*** Opening READING TEXT ***
Criteria for protein identification

Scaffold (version Scaffold_3.6.0, Proteome Software Inc., Portland, OR) was used to validate MS/MS-based peptide and protein identifications. Peptide identifications were accepted if they could be established at greater than 95.0% probability as specified by the Peptide Prophet algorithm. Protein identifications were accepted if they could be established at greater than 99.0% probability and contained at least 2 identified peptides. Protein probabilities were assigned by the Protein Prophet algorithm. Proteins that contained similar peptides and could not be differentiated based on MS/MS analysis alone were grouped to satisfy the principles of parsimony.

RNA electromobility shift analysis (REMSA)

REMSAs were performed as described, with modifications. We used oligonucleotides corresponding to the wild type RNA sequences [Non B-175–150: 5′-UCAGACGUUCCAUUCUGCCUGCCGC-3′]. Briefly, the non-labeled RNPs (purified by RNA affinity purification) were incubated with [γ-32P]-labeled RNA oligonucleotides (Fig. 5A and 6A) in a final volume of 20 μl of REMSA buffer [10% glycerol, 1 mM MgCl2, 0.5 mM EDTA, 10 mM TRIS-HCl (pH 7.8), 0.1 mg/ml BSA and 0.5 mg/ml yeast tRNA], at room temperature for 30 min. Following formation of ribonucleoprotein (RNP) complexes, the REMSA reactions were electrophoresed on a 4% polyacrylamide gel in 0.5X TBE (45 mM Tris-borate and 1 mM EDTA) at 4°C and visualized by autoradiography.
*** Closing READING TEXT ***
*** Opening SUPPLIED INFORMATION ***
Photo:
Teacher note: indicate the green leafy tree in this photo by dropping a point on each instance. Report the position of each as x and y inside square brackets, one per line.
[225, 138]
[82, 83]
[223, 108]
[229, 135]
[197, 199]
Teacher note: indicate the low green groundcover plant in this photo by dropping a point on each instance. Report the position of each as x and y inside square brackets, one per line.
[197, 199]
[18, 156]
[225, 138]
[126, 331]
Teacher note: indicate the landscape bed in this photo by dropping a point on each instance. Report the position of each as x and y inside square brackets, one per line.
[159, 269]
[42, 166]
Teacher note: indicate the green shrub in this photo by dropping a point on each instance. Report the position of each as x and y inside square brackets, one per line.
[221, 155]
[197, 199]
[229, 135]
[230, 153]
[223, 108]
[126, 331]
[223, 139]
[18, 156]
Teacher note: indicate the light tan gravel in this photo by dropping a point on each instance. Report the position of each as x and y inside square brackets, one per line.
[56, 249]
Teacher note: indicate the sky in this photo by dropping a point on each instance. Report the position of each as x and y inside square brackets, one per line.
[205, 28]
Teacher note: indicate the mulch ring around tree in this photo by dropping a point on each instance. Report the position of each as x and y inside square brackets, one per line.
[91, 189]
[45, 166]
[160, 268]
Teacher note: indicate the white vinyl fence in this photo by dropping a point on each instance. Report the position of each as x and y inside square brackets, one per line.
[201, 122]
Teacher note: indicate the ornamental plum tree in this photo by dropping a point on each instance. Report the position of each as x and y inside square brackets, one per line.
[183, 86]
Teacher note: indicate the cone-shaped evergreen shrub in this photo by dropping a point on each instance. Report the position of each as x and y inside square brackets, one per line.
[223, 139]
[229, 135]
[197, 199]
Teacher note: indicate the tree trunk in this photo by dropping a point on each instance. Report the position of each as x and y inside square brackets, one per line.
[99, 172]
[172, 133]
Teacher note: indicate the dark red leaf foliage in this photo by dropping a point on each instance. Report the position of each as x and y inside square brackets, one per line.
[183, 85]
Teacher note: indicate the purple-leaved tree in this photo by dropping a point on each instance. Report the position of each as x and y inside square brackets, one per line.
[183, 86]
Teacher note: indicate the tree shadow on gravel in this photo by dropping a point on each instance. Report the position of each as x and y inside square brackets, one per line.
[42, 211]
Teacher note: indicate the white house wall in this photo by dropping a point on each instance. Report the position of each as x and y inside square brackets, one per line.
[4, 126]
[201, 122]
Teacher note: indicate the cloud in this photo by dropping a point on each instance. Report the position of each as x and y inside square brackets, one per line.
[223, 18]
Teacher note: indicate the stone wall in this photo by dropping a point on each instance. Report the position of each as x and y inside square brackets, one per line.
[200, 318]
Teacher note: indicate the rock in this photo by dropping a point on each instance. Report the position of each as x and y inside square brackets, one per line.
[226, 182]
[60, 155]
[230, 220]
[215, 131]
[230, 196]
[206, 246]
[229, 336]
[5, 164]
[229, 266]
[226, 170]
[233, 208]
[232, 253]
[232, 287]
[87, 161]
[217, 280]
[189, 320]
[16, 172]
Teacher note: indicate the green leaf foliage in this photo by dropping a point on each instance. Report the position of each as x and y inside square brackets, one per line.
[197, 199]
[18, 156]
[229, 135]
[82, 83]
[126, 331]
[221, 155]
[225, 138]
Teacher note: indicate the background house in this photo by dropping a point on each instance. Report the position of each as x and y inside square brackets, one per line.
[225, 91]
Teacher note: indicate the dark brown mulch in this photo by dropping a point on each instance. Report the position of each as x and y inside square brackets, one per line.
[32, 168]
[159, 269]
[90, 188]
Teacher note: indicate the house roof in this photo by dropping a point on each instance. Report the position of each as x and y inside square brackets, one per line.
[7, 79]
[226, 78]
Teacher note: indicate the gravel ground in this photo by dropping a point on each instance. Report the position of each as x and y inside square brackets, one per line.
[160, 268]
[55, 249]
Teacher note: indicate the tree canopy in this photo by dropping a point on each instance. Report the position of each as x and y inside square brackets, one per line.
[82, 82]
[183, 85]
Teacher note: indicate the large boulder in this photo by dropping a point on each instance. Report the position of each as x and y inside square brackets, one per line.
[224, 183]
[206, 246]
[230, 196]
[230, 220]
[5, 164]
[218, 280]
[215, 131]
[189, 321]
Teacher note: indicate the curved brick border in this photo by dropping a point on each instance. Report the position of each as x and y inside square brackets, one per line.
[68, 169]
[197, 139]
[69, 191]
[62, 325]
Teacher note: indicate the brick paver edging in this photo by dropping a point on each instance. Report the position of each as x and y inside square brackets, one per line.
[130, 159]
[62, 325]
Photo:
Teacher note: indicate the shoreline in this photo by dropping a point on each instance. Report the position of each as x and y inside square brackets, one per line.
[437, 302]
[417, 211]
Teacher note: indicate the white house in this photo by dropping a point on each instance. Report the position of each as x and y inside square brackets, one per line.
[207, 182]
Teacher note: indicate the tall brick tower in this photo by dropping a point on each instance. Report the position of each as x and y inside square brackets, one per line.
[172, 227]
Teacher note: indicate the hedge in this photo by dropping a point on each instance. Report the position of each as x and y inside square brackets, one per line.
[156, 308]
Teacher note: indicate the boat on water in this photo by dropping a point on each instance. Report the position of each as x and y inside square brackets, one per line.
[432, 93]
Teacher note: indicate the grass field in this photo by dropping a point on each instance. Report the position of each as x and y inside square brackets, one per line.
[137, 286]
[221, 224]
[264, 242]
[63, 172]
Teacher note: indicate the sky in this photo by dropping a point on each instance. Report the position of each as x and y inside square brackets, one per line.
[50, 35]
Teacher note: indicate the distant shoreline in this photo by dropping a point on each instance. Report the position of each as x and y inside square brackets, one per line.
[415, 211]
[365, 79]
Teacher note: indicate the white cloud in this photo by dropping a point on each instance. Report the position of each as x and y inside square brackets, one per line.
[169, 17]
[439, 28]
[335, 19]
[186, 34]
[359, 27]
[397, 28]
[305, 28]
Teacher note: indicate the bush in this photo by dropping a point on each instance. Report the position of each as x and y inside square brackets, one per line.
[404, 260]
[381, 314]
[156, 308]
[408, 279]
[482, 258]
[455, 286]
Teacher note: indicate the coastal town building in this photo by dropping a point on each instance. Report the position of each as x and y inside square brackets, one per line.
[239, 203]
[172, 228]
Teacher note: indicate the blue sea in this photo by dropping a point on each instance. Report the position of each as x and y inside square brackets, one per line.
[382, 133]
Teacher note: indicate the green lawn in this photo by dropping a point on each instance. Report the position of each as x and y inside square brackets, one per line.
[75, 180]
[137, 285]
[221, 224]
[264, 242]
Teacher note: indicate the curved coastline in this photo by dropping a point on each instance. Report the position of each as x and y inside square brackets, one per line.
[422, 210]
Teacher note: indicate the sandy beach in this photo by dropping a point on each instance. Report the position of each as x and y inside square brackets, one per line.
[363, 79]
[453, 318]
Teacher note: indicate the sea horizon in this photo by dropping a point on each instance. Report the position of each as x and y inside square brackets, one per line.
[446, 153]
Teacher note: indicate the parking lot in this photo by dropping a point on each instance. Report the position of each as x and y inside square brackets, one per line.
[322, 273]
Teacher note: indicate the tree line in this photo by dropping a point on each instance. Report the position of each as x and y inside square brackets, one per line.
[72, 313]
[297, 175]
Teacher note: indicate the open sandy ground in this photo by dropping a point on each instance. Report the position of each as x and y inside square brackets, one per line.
*** Closing SUPPLIED INFORMATION ***
» BRIEF: Continue the methods text on protein identification and RNA electromobility shift analysis, starting with the next part after its final sentence.

» EXERCISE OUTPUT:
For competition assays, the cell mixture was preincubated with 200 pmol (100X) of an unlabeled RNA for 5 min prior to the addition of the radiolabeled RNA. For antibody supershift assays, the reaction mixture was preincubated with 1 μg of the indicated antibody on ice for 10 min prior to the addition of the radiolabeled RNA. Purified vimentin protein was obtained from Abcam (Cambridge, MA, USA).

Heterogeneous expression of vimentin

For heterogeneous expression, the 4A-Vim plasmids were transfected into NS20Y and Neuro2A cells using the Effectene transfection reagent (Qiagen). To examine the regulation of MOR by vimentin, total proteins were isolated from the both cells transfected with vimentin. To correct for the differences in transfection efficiency, a one-fifth molar ratio of a pCH110 plasmid (Amersham) containing the β-galactosidase gene under the SV40 promoter was included in each transfection for normalization. The MOR (luciferase) and galactosidase (internal control) activities of each lysate were determined according to the manufacturer’s instructions (Promega and Tropix, respectively). The relative MOR mRNA (LUC) level was reported as the ratio of LUC mRNA/LacZ mRNA by real-time PCR.

Statistical analysis

At least three experiments were conducted to obtain statistical results, presented as means ± SD. Data were analyzed using the Student’s t-test, where p < 0.05 was considered to be signisficant.